— begin —

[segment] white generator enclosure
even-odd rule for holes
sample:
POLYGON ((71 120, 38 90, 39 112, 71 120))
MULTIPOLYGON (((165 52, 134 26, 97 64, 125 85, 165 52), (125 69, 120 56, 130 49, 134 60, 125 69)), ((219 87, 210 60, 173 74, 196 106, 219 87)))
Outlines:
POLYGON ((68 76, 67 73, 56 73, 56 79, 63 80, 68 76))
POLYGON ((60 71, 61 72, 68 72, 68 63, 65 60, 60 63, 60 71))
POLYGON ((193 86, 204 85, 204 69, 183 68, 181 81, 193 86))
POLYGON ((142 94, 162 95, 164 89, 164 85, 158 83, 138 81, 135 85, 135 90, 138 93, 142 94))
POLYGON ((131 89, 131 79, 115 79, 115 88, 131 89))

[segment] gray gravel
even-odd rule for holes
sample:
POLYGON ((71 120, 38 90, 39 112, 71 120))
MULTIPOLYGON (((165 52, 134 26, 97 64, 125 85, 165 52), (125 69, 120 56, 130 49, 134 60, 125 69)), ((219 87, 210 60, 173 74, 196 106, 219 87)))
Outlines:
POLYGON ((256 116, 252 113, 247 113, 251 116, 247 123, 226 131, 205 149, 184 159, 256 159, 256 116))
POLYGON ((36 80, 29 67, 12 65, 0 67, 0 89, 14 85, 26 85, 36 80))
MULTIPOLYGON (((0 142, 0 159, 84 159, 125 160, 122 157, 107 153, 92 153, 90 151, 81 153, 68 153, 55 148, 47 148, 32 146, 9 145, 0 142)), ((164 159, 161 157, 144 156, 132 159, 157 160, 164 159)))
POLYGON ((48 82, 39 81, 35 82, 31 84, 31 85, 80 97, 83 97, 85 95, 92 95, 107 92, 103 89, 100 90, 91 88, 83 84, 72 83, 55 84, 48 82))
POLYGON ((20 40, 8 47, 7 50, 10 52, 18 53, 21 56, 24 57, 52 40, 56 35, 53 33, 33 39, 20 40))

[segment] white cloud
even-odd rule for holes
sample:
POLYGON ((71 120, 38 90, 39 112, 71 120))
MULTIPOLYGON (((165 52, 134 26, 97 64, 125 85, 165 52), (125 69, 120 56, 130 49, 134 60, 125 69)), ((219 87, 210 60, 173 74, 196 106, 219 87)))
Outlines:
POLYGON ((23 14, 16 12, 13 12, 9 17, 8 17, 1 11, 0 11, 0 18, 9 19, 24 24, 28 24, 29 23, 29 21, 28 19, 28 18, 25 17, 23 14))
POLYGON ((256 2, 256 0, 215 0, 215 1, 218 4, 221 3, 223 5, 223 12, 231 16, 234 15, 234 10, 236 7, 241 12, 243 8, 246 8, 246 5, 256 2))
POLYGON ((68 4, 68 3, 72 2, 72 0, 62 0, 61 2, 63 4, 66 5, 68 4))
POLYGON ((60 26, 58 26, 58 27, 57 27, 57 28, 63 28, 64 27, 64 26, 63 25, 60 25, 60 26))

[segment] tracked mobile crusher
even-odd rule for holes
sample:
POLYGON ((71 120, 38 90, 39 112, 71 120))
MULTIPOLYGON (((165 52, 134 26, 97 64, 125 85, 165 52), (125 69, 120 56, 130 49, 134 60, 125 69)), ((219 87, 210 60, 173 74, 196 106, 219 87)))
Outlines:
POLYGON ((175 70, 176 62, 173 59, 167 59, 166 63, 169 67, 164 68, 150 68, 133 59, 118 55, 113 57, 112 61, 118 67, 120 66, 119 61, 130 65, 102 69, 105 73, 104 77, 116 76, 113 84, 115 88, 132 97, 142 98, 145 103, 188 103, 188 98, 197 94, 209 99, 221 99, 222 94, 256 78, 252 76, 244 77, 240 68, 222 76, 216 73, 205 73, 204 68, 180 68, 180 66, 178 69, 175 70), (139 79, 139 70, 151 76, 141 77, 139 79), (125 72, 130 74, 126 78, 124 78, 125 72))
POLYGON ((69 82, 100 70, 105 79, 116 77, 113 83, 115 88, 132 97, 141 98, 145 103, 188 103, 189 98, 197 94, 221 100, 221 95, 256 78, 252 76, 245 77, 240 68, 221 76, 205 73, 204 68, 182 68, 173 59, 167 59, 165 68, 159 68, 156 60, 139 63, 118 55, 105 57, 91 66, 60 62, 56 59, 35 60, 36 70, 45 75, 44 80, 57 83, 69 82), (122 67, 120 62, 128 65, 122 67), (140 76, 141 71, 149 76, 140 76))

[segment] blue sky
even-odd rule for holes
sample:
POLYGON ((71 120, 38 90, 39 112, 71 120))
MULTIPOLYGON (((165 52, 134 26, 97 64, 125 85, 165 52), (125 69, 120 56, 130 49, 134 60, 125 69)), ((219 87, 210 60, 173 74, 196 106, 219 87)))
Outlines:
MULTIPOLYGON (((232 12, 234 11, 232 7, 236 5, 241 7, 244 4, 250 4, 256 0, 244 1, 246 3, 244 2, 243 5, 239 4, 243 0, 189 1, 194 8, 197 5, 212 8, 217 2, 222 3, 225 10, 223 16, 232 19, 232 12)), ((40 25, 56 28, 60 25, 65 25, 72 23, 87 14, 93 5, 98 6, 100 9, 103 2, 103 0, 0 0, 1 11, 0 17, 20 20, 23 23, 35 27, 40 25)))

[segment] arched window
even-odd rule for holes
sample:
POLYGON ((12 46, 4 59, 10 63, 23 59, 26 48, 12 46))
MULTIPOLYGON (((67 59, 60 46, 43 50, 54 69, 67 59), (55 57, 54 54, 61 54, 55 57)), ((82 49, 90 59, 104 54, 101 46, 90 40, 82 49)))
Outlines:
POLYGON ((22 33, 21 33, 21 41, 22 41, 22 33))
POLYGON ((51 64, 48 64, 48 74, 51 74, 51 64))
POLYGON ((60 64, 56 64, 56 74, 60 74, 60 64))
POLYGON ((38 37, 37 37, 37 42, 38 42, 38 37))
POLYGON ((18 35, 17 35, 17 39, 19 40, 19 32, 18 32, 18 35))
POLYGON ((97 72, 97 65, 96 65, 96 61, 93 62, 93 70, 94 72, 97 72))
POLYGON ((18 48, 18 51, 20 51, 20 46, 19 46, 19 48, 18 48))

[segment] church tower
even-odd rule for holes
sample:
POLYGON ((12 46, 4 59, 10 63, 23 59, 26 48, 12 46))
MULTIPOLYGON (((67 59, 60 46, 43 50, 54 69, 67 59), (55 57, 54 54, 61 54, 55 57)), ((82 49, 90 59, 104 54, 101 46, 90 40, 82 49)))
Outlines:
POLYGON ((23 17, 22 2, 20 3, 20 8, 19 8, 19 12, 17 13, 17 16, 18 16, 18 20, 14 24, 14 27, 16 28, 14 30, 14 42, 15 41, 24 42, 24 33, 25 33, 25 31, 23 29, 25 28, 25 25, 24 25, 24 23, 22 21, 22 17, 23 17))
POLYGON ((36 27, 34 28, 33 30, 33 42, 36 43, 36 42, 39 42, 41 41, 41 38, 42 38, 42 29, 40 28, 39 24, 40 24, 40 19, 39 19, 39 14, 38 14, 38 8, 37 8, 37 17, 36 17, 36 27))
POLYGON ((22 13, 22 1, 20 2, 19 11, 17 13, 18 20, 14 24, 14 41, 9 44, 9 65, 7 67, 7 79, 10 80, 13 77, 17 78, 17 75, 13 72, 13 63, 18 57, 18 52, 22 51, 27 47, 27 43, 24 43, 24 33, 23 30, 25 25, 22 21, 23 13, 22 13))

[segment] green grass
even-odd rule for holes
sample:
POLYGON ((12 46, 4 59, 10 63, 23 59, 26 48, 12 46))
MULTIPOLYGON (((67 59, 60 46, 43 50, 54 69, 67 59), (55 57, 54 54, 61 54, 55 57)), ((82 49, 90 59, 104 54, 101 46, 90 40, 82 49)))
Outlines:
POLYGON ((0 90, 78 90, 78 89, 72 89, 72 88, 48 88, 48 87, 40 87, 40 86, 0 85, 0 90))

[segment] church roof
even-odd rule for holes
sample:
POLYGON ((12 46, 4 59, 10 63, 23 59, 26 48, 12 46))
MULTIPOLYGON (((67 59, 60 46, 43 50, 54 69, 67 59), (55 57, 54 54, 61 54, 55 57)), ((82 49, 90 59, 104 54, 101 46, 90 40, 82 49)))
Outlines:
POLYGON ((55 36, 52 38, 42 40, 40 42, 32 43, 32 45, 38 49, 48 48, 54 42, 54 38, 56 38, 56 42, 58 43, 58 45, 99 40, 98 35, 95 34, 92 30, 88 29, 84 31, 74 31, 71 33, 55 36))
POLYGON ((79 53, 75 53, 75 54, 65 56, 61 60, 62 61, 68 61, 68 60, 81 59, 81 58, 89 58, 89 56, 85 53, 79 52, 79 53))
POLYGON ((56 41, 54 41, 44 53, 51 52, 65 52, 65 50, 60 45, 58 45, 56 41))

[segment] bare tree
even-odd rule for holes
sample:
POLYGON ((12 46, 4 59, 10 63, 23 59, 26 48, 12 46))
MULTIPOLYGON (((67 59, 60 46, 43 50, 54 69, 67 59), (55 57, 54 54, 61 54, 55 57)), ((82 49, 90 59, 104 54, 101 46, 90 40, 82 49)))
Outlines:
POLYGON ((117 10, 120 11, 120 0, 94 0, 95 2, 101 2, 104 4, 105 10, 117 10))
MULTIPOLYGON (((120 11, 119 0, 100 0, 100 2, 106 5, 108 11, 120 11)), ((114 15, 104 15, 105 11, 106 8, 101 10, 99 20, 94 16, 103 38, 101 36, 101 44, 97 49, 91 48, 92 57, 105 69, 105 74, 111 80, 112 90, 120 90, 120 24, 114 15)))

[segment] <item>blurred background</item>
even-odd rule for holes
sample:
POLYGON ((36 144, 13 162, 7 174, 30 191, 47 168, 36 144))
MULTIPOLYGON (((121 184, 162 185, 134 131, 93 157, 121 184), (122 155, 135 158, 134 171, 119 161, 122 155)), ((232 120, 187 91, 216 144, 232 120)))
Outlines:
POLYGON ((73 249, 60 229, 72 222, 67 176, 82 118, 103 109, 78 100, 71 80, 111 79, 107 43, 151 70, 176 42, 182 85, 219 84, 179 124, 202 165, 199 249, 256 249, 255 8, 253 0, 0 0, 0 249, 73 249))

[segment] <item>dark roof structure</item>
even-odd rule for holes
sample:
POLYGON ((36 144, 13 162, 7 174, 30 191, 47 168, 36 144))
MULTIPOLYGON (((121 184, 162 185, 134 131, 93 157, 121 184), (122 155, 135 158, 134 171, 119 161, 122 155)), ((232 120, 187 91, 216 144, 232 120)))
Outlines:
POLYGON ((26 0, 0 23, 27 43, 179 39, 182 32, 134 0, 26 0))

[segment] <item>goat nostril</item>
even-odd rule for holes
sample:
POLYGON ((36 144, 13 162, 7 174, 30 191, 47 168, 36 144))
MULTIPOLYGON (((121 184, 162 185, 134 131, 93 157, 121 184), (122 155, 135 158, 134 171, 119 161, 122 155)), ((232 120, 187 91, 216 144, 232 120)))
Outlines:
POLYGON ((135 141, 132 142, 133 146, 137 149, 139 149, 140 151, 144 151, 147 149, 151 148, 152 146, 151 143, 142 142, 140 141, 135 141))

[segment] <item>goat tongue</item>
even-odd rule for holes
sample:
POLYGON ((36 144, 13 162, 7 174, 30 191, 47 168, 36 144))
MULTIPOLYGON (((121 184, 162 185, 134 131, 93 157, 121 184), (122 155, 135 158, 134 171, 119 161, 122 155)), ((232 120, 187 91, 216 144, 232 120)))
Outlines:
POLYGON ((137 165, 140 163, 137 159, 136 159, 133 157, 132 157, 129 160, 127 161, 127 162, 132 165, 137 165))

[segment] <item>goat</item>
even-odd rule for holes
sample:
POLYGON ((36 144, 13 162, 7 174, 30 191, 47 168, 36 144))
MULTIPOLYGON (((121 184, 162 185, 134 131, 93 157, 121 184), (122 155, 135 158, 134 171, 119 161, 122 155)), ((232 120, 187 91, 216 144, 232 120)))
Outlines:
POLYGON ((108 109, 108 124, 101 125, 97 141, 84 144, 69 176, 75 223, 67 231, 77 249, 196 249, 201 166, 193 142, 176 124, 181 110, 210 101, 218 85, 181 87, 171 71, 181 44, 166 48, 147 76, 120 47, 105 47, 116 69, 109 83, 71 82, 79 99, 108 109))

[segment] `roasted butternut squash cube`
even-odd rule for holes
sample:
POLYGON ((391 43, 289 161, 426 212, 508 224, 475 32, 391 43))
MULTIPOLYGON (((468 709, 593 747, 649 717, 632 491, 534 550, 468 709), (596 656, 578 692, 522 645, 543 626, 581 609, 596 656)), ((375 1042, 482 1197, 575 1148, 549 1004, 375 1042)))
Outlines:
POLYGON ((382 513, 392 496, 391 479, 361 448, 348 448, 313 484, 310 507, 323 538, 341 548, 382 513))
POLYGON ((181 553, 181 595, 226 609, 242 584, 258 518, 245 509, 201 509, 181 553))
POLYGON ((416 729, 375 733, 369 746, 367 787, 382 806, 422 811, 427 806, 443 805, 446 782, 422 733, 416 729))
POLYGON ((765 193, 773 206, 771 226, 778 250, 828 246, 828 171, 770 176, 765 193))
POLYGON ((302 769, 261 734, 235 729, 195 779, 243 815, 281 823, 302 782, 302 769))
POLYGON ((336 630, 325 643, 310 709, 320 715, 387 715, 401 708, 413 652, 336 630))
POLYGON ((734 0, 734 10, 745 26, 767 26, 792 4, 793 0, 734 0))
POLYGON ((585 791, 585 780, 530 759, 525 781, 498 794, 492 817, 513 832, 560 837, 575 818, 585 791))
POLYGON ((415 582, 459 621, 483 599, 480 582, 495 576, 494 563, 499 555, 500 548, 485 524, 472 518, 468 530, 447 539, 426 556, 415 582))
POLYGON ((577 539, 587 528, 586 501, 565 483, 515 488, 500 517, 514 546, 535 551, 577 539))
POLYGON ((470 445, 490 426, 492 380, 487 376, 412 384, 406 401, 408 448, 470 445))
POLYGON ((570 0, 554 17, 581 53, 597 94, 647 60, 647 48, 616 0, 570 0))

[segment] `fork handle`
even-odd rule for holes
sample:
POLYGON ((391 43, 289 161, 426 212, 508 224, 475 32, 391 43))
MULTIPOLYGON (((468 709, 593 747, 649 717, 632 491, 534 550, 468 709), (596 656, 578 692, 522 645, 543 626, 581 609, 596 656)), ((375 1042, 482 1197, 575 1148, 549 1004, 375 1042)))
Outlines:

— end —

WHAT IS EXPECTED:
Recast as a numbered list every line of the material from the line containing "[segment] <item>dark roof structure</item>" down to the line containing "POLYGON ((135 141, 132", both included, leaving out any blank lines.

WORKED SOLUTION:
1. [segment] <item>dark roof structure</item>
2. even-odd rule for holes
3. sample:
4. POLYGON ((36 144, 13 162, 7 174, 30 191, 47 168, 36 144))
5. MULTIPOLYGON (((121 184, 162 185, 134 131, 93 157, 121 184), (122 155, 135 158, 134 171, 119 161, 122 155)), ((232 120, 187 91, 216 144, 232 120)))
6. Outlines:
7. POLYGON ((26 0, 0 23, 27 43, 179 39, 182 32, 134 0, 26 0))
8. [segment] <item>goat nostril</item>
9. even-odd rule for holes
10. sample:
11. POLYGON ((36 144, 13 162, 7 174, 30 191, 47 168, 36 144))
12. MULTIPOLYGON (((121 184, 162 185, 134 131, 93 157, 121 184), (122 155, 135 158, 134 171, 119 161, 122 155)), ((232 120, 187 91, 216 144, 232 120)))
13. Outlines:
14. POLYGON ((135 141, 132 142, 133 146, 137 149, 139 149, 140 151, 144 151, 147 149, 151 148, 152 146, 151 143, 142 142, 140 141, 135 141))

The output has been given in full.